Stored data entries:
=== Begin Enclosure ===
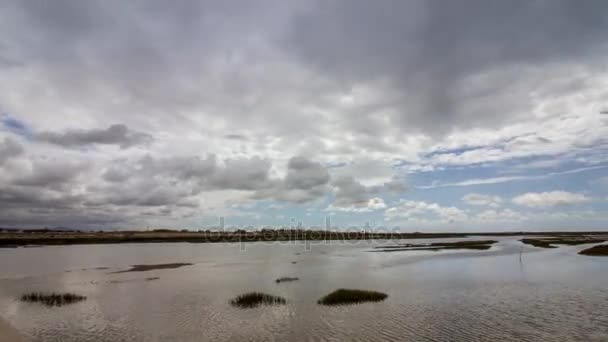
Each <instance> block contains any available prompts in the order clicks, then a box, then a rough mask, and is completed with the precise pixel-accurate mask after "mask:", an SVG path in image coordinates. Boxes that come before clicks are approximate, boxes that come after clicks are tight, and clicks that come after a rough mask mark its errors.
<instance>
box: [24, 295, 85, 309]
mask: <svg viewBox="0 0 608 342" xmlns="http://www.w3.org/2000/svg"><path fill="white" fill-rule="evenodd" d="M85 299H87V297H85V296H81V295H77V294H74V293H40V292H31V293H26V294H24V295H22V296H21V301H23V302H28V303H41V304H44V305H47V306H62V305H66V304H72V303H76V302H80V301H83V300H85Z"/></svg>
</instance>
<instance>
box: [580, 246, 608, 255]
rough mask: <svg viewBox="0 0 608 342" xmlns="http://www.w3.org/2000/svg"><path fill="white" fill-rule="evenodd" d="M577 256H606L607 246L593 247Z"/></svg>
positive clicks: (599, 246)
mask: <svg viewBox="0 0 608 342" xmlns="http://www.w3.org/2000/svg"><path fill="white" fill-rule="evenodd" d="M578 254H580V255H589V256H608V245H599V246H593V247H591V248H587V249H584V250H582V251H580V252H579V253H578Z"/></svg>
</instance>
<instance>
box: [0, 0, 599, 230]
mask: <svg viewBox="0 0 608 342" xmlns="http://www.w3.org/2000/svg"><path fill="white" fill-rule="evenodd" d="M606 32H608V2H606V1H603V0H597V1H595V0H586V1H570V0H526V1H520V0H513V1H502V0H489V1H488V0H458V1H443V0H424V1H416V0H411V1H399V0H382V1H367V0H343V1H342V0H324V1H315V0H307V1H298V0H294V1H281V0H276V1H266V0H259V1H258V0H256V1H252V0H249V1H246V0H243V1H236V0H223V1H198V0H197V1H186V0H184V1H161V0H158V1H156V0H151V1H137V0H136V1H118V0H103V1H94V0H91V1H79V0H56V1H35V0H25V1H23V0H4V1H2V2H0V226H3V227H24V228H28V227H44V226H48V227H70V228H78V229H126V228H129V229H145V228H147V227H155V228H180V229H181V228H188V229H201V228H203V227H208V226H213V225H217V224H218V223H217V222H218V217H219V216H224V217H226V219H225V220H226V225H227V226H243V225H245V226H254V227H262V226H266V225H269V226H282V225H290V224H292V222H293V221H292V218H293V220H295V221H296V222H299V221H302V222H303V224H304V225H305V226H323V227H324V226H325V218H326V217H327V216H330V217H331V223H332V226H335V227H337V228H340V229H348V228H347V227H351V226H362V225H365V224H366V222H369V225H370V226H373V227H377V226H384V227H391V228H393V227H399V229H400V230H402V231H406V232H410V231H428V232H435V231H450V232H459V231H521V230H606V229H608V69H607V66H608V63H607V62H608V39H607V38H606Z"/></svg>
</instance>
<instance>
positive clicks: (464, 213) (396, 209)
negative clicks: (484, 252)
=== End Enclosure ===
> **TO-DO ITEM**
Switch every "positive clicks" in the entries above to "positive points" and write the entries out again with nothing else changed. Leave the pictures out.

> **COMPLETED TASK**
Each <instance> block contains any available prompts in the order clicks, then a box, then a rough mask, and is completed with the precise pixel-accurate mask after "mask:", an SVG path in image coordinates. Boxes that come before clicks are approximate, boxes that come after clicks are tight, and clicks that come after a rough mask mark its errors.
<instance>
box: [24, 295, 85, 309]
mask: <svg viewBox="0 0 608 342" xmlns="http://www.w3.org/2000/svg"><path fill="white" fill-rule="evenodd" d="M85 299H87V297H85V296H81V295H77V294H74V293H40V292H31V293H26V294H24V295H22V296H21V301H23V302H28V303H41V304H44V305H47V306H62V305H66V304H72V303H76V302H80V301H83V300H85Z"/></svg>
</instance>
<instance>
box: [580, 246, 608, 255]
rough mask: <svg viewBox="0 0 608 342" xmlns="http://www.w3.org/2000/svg"><path fill="white" fill-rule="evenodd" d="M577 256H606L607 246L593 247Z"/></svg>
positive points: (599, 246)
mask: <svg viewBox="0 0 608 342" xmlns="http://www.w3.org/2000/svg"><path fill="white" fill-rule="evenodd" d="M578 254H580V255H589V256H608V245H599V246H593V247H591V248H587V249H584V250H582V251H580V252H579V253H578Z"/></svg>
</instance>
<instance>
box: [0, 0, 599, 230]
mask: <svg viewBox="0 0 608 342" xmlns="http://www.w3.org/2000/svg"><path fill="white" fill-rule="evenodd" d="M606 32H608V2H606V1H603V0H597V1H595V0H586V1H570V0H526V1H520V0H513V1H502V0H489V1H488V0H458V1H443V0H424V1H416V0H411V1H399V0H382V1H367V0H343V1H342V0H324V1H315V0H307V1H298V0H294V1H281V0H276V1H266V0H259V1H258V0H256V1H252V0H249V1H246V0H243V1H236V0H223V1H198V0H197V1H186V0H184V1H161V0H158V1H156V0H151V1H137V0H136V1H118V0H103V1H94V0H91V1H79V0H56V1H35V0H25V1H23V0H4V1H2V2H0V226H3V227H24V228H28V227H44V226H48V227H70V228H78V229H126V228H129V229H145V228H147V227H155V228H180V229H181V228H188V229H201V228H203V227H208V226H213V225H217V224H218V223H217V222H218V217H219V216H224V217H226V219H225V220H226V225H227V226H243V225H245V226H254V227H262V226H266V225H269V226H282V225H290V224H292V222H293V221H292V218H293V220H295V221H296V222H299V221H302V222H303V224H304V225H305V226H323V227H324V226H325V218H326V217H327V216H330V217H331V223H332V226H335V227H337V228H340V229H348V228H347V227H351V226H362V225H365V224H366V222H369V225H370V226H373V227H377V226H384V227H391V228H393V227H399V229H400V230H402V231H406V232H410V231H428V232H435V231H450V232H459V231H521V230H606V229H608V69H607V66H608V63H607V62H608V39H607V38H606Z"/></svg>
</instance>
<instance>
positive points: (464, 213) (396, 209)
negative clicks: (484, 252)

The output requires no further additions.